# Exercise prompt
Quote the lines from the line holding "Can you find the snow bank" to the very end of the listing, exactly, and no others.

# Records provided
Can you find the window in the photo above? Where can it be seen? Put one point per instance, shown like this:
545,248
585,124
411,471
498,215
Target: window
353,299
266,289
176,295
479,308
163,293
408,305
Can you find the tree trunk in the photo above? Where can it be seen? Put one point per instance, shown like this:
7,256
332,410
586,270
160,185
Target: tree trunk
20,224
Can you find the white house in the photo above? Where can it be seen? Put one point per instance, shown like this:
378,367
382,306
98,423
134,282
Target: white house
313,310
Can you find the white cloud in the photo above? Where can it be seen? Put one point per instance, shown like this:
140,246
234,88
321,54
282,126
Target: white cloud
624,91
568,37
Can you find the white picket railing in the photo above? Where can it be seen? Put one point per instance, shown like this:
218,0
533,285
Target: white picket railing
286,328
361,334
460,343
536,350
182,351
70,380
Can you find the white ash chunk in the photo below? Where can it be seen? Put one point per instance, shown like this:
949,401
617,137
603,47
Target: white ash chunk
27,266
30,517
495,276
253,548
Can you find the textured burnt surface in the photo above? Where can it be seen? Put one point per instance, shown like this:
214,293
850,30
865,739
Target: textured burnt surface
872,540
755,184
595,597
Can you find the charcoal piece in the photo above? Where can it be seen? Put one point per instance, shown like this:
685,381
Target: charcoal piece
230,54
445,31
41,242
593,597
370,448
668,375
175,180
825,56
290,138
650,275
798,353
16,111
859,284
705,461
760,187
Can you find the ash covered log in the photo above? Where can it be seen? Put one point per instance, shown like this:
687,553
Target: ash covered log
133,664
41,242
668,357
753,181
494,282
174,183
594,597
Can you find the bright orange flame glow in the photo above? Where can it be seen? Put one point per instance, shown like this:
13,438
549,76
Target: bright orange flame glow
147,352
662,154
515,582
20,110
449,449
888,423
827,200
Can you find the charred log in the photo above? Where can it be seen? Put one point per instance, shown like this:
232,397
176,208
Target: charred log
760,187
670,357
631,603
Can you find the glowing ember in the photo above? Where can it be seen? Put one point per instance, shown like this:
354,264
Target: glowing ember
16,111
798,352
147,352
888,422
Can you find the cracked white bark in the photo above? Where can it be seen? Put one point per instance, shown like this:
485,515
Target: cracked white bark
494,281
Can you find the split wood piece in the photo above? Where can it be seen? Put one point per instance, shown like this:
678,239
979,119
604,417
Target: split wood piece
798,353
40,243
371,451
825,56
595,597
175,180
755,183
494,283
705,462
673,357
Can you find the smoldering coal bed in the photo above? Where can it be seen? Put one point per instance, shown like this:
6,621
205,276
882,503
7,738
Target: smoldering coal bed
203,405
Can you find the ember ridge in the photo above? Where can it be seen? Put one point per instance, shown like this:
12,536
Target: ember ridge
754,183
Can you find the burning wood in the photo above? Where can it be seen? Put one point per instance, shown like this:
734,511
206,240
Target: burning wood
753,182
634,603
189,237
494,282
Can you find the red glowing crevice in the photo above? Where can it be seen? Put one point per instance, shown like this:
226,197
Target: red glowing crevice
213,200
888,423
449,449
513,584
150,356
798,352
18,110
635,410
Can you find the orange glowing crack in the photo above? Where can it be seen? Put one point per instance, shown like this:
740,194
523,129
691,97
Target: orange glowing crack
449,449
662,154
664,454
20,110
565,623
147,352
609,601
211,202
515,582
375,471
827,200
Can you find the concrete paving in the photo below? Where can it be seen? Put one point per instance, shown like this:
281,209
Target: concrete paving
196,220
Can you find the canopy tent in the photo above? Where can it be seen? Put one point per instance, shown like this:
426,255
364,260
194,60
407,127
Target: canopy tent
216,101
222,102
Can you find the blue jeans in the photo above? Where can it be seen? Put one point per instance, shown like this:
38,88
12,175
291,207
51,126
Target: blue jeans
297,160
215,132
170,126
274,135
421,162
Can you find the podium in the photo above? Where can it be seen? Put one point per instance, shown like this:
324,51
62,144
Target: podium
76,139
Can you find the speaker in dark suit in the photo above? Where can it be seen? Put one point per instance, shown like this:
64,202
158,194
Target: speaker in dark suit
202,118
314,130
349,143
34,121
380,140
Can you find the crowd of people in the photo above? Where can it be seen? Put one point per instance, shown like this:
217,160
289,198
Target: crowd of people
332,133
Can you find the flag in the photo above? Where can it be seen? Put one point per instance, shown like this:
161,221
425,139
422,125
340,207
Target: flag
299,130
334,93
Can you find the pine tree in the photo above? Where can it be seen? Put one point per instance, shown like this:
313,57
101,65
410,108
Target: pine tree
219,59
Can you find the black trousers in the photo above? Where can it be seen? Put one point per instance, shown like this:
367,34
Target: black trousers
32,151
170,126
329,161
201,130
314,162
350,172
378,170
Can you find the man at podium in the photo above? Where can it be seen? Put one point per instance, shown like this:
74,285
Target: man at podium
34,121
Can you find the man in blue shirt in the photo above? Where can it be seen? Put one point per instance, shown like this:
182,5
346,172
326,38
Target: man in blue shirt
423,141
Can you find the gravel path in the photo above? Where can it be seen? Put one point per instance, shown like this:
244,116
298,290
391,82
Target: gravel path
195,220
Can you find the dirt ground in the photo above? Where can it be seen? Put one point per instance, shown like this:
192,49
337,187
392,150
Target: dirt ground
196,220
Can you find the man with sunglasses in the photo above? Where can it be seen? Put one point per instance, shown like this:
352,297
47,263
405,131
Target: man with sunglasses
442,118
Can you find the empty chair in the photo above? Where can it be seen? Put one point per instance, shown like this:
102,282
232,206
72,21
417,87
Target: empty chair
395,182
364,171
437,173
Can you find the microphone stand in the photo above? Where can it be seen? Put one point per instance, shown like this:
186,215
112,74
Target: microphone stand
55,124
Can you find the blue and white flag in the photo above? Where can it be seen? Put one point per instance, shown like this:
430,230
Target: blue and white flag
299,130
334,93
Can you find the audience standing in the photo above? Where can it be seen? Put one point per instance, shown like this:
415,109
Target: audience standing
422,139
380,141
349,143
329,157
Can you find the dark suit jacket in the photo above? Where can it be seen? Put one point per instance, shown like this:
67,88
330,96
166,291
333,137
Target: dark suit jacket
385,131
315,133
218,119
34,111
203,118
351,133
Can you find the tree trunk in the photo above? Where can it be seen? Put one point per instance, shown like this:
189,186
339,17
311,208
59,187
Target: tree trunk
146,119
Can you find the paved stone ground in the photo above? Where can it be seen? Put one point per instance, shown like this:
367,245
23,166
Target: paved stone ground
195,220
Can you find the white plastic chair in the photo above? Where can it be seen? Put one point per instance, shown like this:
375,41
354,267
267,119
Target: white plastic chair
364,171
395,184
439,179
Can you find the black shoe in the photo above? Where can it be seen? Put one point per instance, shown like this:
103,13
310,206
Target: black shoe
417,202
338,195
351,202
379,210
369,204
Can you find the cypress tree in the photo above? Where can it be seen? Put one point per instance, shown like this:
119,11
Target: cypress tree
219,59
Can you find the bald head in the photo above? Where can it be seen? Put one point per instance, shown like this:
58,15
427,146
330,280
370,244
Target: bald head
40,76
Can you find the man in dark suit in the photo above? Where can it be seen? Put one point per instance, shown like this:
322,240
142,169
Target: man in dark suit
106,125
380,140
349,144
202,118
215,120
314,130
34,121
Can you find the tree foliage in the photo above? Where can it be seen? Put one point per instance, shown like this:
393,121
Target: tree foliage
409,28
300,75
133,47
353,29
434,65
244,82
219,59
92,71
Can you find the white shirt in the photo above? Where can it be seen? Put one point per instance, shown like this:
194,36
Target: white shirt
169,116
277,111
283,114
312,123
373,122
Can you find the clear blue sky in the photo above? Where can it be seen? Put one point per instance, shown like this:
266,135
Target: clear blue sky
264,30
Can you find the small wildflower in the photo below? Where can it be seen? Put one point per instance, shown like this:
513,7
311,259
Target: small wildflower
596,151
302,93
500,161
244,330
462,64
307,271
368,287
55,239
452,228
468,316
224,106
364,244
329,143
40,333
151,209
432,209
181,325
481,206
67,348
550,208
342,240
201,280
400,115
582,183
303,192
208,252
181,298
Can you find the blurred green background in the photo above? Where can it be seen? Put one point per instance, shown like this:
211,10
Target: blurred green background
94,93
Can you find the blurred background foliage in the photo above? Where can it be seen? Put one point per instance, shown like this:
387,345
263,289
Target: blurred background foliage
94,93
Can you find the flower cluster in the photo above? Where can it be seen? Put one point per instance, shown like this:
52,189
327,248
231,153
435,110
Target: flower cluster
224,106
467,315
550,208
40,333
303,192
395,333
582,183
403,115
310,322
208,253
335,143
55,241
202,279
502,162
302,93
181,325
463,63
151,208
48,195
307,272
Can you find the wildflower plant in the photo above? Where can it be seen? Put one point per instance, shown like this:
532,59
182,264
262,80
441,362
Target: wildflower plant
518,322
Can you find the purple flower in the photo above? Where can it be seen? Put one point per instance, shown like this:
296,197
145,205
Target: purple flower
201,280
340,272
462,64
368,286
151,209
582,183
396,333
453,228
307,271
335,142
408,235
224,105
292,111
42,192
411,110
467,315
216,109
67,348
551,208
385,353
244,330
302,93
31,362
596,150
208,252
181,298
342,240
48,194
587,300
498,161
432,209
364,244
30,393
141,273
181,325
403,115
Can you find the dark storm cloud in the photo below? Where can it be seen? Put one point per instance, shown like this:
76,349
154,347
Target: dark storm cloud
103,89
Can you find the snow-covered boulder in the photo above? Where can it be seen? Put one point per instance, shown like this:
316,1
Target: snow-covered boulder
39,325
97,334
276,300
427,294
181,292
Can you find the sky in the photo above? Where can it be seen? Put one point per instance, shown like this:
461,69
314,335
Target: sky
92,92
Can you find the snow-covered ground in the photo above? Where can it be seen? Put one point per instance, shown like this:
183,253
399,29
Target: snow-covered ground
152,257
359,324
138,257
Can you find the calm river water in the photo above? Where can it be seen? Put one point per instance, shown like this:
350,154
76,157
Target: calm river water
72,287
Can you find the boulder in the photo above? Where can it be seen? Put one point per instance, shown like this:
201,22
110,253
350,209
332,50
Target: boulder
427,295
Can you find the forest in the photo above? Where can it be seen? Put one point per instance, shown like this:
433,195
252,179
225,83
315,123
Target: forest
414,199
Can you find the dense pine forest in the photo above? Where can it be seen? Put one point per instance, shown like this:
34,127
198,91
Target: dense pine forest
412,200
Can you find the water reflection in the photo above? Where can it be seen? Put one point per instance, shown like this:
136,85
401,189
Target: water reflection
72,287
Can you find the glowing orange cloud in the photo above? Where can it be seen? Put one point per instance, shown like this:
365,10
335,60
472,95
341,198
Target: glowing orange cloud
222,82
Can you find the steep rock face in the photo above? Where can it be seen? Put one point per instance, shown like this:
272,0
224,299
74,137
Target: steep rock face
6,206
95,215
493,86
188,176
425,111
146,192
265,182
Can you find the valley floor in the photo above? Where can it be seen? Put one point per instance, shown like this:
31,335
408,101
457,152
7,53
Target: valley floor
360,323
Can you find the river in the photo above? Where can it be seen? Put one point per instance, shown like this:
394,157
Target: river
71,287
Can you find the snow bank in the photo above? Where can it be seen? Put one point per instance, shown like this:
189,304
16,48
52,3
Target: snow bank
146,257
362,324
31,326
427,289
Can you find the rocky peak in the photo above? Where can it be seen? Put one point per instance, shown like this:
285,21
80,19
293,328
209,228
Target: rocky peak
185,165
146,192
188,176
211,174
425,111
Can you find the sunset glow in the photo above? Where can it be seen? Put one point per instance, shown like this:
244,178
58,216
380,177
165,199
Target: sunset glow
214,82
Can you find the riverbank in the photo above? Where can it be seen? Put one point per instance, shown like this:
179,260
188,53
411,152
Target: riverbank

# Answer
Can you find the snow bank in the photo above? Where can it be seen? Put one point per instance, shown like this:
189,304
16,48
52,3
Target: snow bank
146,257
362,324
31,326
427,289
Can you find the rocky peak in the photo above? Where can it be seen? Put one point per instance, shown like this:
285,21
80,19
293,328
209,228
Target: rocky peak
185,165
146,192
188,176
211,174
425,111
Can you find the sunset glow in the photo above? Where can it be seen? Put one point per instance, shown like this:
244,178
58,216
380,177
165,199
Target: sunset glow
214,82
Can you find the riverbank in the photo above? Where can it be seen? Put one point per instance, shown like this:
179,260
188,53
411,152
Target: riverbank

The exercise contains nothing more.